Yesterday, I had the privilege of hearing two priceless conversations. The first one went something like this:

Dylan: “Riley, what do you want to be when you grow up?”

Riley: “A firefighter!”

Dylan: “Riley, you don’t want to be a fire fighter.  If you’re a fire fighter, you have to go in fire, and if you go in fire you will get burned and you will get hurt.”

Riley: “Well…(long pause)…but…(long pause)…I’ll wear my seatbelt.”

That one happened in the car on the way to the mall.  I wrote it down immediately because I want to remember it forever.  I needed to return a belt at Macy’s and both boys insisted on coming with me.  This was not a mission on which I would typically encourage them to join me, but I was headed to the theater in the afternoon to see “Billy Elliot,” and I figured Mike would appreciate an hour to himself before I left him alone with the kids for the rest of the day.  Also, I knew the boys would love going up and down the “escavator” (escalator) at the mall.  (They did.)

The second conversation I heard was at the theater later that afternoon between Billy and the unnamed person interviewing him as part of his audition for the Royal Ballet School in London.  During the exchange onstage, Billy was asked, “What does it feel like when you’re dancing?”  His response was:

I can’t really explain it, I haven’t got the words

It’s a feeling that you can’t control

I suppose it’s like forgetting, losing who you are

And at the same time something makes you whole

As a (former) dancer, this response was perfection.  It described the indescribable sensation of dancing better than I’d ever heard before.  As I sat in the dark theater – nostalgic about my own experience as a dancer many years ago – it also occurred to me that it sounded a lot like what it feels like to be a mother.

## DATA ROWS
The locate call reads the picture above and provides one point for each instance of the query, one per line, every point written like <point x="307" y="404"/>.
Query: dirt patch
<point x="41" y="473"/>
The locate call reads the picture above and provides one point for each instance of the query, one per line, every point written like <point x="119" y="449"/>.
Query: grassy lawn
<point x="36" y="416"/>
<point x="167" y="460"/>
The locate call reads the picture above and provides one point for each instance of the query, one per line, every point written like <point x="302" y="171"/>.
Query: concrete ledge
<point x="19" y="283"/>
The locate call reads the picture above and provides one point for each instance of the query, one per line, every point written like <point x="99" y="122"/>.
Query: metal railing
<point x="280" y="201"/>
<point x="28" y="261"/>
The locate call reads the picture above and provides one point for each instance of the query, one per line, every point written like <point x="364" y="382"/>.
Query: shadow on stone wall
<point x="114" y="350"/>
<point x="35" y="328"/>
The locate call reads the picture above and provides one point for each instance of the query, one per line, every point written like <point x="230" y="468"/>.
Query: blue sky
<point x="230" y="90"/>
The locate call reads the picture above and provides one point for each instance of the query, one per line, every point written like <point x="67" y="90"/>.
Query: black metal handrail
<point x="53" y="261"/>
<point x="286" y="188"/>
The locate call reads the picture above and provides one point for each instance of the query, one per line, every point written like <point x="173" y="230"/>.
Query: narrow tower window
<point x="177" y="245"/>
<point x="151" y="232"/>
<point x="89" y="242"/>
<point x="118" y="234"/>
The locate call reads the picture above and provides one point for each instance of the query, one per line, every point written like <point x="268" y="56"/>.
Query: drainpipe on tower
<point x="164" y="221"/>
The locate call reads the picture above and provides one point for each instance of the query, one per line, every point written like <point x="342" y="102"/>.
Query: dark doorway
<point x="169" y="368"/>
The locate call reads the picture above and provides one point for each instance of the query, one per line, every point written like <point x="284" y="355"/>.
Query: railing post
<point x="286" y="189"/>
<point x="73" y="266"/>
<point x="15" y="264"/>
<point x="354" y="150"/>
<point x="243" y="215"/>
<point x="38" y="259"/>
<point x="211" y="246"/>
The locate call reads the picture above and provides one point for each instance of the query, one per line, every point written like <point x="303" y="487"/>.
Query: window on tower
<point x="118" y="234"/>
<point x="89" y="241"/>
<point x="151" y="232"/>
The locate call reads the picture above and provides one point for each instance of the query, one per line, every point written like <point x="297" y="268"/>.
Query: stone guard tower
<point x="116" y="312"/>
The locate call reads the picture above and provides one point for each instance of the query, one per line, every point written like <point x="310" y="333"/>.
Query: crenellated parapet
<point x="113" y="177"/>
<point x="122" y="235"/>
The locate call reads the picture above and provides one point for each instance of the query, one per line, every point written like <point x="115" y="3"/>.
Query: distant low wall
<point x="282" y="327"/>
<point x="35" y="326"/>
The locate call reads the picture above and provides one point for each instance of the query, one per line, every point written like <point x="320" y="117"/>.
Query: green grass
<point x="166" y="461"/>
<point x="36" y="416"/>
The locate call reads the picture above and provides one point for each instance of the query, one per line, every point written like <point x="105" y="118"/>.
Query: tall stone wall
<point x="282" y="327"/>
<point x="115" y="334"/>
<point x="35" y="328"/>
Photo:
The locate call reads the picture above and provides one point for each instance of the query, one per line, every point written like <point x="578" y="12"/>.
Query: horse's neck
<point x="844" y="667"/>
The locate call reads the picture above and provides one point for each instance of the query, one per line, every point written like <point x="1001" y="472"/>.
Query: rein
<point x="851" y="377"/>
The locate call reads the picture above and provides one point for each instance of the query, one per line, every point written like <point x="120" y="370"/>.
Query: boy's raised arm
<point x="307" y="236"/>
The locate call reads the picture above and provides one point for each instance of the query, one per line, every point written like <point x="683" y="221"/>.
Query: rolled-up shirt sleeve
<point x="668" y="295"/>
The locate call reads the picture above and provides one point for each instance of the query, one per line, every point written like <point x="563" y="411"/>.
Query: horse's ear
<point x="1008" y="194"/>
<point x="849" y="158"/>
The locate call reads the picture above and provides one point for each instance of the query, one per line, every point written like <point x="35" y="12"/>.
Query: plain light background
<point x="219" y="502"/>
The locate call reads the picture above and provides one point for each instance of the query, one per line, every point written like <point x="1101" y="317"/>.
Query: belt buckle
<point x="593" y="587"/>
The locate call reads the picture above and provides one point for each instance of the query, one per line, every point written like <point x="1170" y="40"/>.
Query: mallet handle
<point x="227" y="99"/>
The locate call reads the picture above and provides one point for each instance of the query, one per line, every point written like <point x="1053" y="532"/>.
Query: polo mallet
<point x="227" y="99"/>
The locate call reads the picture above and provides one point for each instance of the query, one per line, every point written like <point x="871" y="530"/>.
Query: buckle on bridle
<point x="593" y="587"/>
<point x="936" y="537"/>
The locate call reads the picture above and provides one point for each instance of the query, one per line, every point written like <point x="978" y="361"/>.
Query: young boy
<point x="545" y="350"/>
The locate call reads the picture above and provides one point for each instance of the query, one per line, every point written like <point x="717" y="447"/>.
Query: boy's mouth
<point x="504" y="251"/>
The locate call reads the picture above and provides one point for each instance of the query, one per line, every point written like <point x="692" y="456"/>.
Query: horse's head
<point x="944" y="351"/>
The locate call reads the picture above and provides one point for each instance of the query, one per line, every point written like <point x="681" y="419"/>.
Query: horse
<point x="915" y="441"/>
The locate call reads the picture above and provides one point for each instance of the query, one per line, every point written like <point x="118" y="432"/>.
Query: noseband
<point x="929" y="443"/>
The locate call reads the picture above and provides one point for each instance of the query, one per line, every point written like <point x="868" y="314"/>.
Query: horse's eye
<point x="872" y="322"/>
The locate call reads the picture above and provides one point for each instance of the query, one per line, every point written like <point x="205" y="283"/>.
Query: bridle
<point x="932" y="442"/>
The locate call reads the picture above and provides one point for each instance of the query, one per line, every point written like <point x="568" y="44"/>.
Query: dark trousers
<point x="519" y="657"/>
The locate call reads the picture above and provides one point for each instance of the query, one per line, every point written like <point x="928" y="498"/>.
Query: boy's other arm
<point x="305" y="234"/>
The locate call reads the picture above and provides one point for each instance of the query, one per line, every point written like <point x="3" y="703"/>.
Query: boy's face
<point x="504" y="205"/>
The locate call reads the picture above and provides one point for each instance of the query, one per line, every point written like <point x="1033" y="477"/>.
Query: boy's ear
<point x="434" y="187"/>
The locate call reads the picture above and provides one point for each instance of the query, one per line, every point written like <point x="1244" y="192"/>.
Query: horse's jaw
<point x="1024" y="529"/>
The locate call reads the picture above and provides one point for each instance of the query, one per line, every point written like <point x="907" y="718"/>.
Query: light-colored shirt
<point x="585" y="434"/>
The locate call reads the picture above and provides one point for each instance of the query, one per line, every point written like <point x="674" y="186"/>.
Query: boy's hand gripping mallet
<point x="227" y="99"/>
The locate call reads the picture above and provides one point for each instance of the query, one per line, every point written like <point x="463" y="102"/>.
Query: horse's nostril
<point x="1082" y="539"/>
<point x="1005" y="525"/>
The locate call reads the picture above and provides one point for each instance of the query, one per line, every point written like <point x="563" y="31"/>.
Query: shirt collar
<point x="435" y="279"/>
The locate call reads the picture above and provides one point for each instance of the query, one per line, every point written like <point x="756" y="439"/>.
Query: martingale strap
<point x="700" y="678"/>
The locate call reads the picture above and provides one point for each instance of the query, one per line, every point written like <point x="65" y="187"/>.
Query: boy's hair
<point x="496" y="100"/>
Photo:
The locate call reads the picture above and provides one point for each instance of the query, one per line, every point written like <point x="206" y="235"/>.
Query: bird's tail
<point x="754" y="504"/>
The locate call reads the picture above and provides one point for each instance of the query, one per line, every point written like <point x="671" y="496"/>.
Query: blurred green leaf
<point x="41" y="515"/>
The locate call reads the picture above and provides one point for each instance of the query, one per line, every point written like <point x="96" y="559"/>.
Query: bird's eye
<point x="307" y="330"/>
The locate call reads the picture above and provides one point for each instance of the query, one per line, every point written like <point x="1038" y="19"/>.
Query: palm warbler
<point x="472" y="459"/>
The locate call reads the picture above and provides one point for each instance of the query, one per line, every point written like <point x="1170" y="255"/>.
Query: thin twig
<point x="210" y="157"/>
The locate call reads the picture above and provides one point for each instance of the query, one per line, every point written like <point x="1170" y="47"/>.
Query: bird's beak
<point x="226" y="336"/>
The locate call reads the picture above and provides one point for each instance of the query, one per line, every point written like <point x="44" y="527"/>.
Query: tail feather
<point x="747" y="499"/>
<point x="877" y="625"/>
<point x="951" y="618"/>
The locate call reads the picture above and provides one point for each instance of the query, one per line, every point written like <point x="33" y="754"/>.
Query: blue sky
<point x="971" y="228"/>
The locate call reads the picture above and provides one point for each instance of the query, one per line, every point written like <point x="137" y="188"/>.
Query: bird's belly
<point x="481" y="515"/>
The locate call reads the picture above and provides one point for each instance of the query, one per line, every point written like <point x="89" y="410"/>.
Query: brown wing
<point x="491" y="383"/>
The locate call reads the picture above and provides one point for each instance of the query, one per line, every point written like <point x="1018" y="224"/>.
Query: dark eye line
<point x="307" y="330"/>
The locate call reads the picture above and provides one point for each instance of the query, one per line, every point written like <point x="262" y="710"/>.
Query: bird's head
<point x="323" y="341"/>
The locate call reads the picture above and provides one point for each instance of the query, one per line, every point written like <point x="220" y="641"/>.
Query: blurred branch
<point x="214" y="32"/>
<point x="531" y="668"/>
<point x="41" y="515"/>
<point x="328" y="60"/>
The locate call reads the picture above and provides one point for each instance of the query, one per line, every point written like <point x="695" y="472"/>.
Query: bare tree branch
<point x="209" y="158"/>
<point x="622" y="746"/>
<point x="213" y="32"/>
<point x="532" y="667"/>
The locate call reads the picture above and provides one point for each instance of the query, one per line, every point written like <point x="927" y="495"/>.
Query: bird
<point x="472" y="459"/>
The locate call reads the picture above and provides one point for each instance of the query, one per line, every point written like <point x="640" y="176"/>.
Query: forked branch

## WRITTEN INSTRUCTION
Reproduce the full passage about the two overheard conversations word for word.

## FULL RESPONSE
Yesterday, I had the privilege of hearing two priceless conversations. The first one went something like this:

Dylan: “Riley, what do you want to be when you grow up?”

Riley: “A firefighter!”

Dylan: “Riley, you don’t want to be a fire fighter.  If you’re a fire fighter, you have to go in fire, and if you go in fire you will get burned and you will get hurt.”

Riley: “Well…(long pause)…but…(long pause)…I’ll wear my seatbelt.”

That one happened in the car on the way to the mall.  I wrote it down immediately because I want to remember it forever.  I needed to return a belt at Macy’s and both boys insisted on coming with me.  This was not a mission on which I would typically encourage them to join me, but I was headed to the theater in the afternoon to see “Billy Elliot,” and I figured Mike would appreciate an hour to himself before I left him alone with the kids for the rest of the day.  Also, I knew the boys would love going up and down the “escavator” (escalator) at the mall.  (They did.)

The second conversation I heard was at the theater later that afternoon between Billy and the unnamed person interviewing him as part of his audition for the Royal Ballet School in London.  During the exchange onstage, Billy was asked, “What does it feel like when you’re dancing?”  His response was:

I can’t really explain it, I haven’t got the words

It’s a feeling that you can’t control

I suppose it’s like forgetting, losing who you are

And at the same time something makes you whole

As a (former) dancer, this response was perfection.  It described the indescribable sensation of dancing better than I’d ever heard before.  As I sat in the dark theater – nostalgic about my own experience as a dancer many years ago – it also occurred to me that it sounded a lot like what it feels like to be a mother.